As much as coffee shapes daily life, it is shaping landscapes. Humans around the world gulp down billions of cups a day, giving little thought to the square inch or so of tropical forest loss embodied in each conventional cup. It all adds up to an annual deforestation rate of over 40,000 hectares, an area four times the size of Paris disappearing every year! Fortunately, there are ways to green coffee habits so that this crop, which originates from natural forests, is grown to its full forest-positive potential. It starts with knowing where and how the coffee is grown, and then taking action to support best practices.

Coffee as a global commodity

From Ethiopia, a centre of wild coffee biodiversity and earliest cultivation, coffee consumption spread by cultural influence and export. By the late 1800s coffee was a global commodity produced mostly on land that was once tropical cloud forest. Today, it’s grown on about 12.5 million farms in over 50 countries falling within a narrow band between the tropics where conditions are just right. Brazil, Vietnam, and Cambodia are the largest export countries in the global trade worth $19 billion and growing. Some estimates suggest coffee production will need to triple to meet consumer demand in 2050. 

Coffee’s forest footprint 

 

Practices of coffee cultivation and their impact on forests are region specific but, in general, coffee is grown at elevation where moss-laden cloud forests once stood. The forests are cleared so that coffee may be grown in the full sun, a practice that was encouraged to maximize yields but is proving unsustainable. In addition to problems of soil erosion and chemical pollution, sun-grown coffee is ill-adapted to climate change. Without the natural protections of the forest, the plants are vulnerable to extreme heat and irregular rain.

The forest-positive opportunity

 

Wild coffee’s growing characteristics provide a model for sustainable coffee farming. These perennial shrubs can live 100 years and thrive in the understories of moist tropical forests. Shade-grown coffee puts these characteristics to use: coffee is grown in the understory of existing forests, or among trees planted on farmland. 

 

Many communities already grow coffee this way. In India, for example, coffee tends to be shade-grown near sacred forests and is sometimes intercropped with spices like cinnamon and cardamom. Similarly, growers approved by leading certification systems, such as Smithsonian Bird Friendly, follow strict native tree cover requirements. Bird Friendly is backed by extensive research that demonstrates a positive relationship between bird-species biodiversity and the quality of tree canopy.

------------------------------------------------------------------------

To do »
1. Reproduce the coffee text starting with "The forest-positive opportunity" and going on through "planted on farmland.", replacing "perennial shrubs" with "woody plants".
2. Answer these questions using the coffee text:
(a) Which countries are the largest coffee exporters?
(b) What annual deforestation rate does coffee add up to?
(c) How long can wild coffee shrubs live?

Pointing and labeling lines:
------------------------------------------------------------------------

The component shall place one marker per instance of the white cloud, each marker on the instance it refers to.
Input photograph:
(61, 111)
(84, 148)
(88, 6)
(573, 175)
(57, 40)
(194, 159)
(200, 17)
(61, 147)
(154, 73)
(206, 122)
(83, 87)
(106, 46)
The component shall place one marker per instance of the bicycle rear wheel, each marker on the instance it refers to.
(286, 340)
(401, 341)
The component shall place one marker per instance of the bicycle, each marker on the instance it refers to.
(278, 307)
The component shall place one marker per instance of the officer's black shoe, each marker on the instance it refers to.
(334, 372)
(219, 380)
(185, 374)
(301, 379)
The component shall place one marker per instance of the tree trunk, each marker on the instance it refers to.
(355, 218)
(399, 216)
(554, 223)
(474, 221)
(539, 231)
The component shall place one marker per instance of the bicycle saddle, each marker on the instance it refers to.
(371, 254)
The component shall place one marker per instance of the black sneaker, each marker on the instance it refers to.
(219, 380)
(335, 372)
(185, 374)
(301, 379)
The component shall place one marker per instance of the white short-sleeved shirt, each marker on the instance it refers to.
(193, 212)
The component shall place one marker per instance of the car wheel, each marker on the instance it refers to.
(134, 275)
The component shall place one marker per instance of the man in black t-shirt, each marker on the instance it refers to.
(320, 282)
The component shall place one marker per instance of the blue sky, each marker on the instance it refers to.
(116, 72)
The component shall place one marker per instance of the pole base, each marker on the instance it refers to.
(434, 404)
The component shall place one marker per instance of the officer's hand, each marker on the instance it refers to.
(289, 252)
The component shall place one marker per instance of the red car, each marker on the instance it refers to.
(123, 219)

------------------------------------------------------------------------

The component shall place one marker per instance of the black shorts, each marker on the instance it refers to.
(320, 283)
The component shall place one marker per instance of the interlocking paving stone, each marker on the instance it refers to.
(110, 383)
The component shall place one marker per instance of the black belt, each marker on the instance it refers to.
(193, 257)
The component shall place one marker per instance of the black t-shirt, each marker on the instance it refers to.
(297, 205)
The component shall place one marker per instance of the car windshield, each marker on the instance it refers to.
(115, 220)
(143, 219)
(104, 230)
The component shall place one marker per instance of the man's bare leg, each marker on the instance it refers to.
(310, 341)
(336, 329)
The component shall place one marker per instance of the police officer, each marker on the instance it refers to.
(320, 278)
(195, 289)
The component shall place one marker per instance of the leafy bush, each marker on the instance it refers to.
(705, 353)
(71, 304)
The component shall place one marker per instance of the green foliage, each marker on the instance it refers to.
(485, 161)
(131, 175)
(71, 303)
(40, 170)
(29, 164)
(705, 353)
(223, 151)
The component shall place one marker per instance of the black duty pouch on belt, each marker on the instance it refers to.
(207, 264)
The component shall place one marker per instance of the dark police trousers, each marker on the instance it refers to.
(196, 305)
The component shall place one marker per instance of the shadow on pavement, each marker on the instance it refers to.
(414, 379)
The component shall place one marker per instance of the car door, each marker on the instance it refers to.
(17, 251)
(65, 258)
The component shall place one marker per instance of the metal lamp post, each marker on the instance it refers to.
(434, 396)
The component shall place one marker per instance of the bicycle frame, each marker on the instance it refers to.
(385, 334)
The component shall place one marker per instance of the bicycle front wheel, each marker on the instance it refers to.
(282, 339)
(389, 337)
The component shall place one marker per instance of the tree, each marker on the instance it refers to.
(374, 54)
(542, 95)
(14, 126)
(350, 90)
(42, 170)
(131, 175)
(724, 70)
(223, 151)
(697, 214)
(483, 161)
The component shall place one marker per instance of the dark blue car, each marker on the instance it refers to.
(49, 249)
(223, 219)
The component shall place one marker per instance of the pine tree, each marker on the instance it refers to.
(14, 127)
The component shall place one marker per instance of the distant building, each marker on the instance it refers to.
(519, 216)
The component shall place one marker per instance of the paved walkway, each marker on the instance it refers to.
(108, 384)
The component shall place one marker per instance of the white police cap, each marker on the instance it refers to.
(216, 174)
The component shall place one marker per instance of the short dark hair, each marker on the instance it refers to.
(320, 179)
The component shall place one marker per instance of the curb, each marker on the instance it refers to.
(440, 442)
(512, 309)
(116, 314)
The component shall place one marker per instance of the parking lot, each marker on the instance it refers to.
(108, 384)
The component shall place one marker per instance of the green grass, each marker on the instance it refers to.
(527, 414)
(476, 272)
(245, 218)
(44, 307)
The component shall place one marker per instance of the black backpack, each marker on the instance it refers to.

------------------------------------------------------------------------

Written responses »
1.
The forest-positive opportunity

 

Wild coffee’s growing characteristics provide a model for sustainable coffee farming. These woody plants can live 100 years and thrive in the understories of moist tropical forests. Shade-grown coffee puts these characteristics to use: coffee is grown in the understory of existing forests, or among trees planted on farmland.

2.
(a) Brazil, Vietnam, and Cambodia
(b) Over 40,000 hectares
(c) 100 years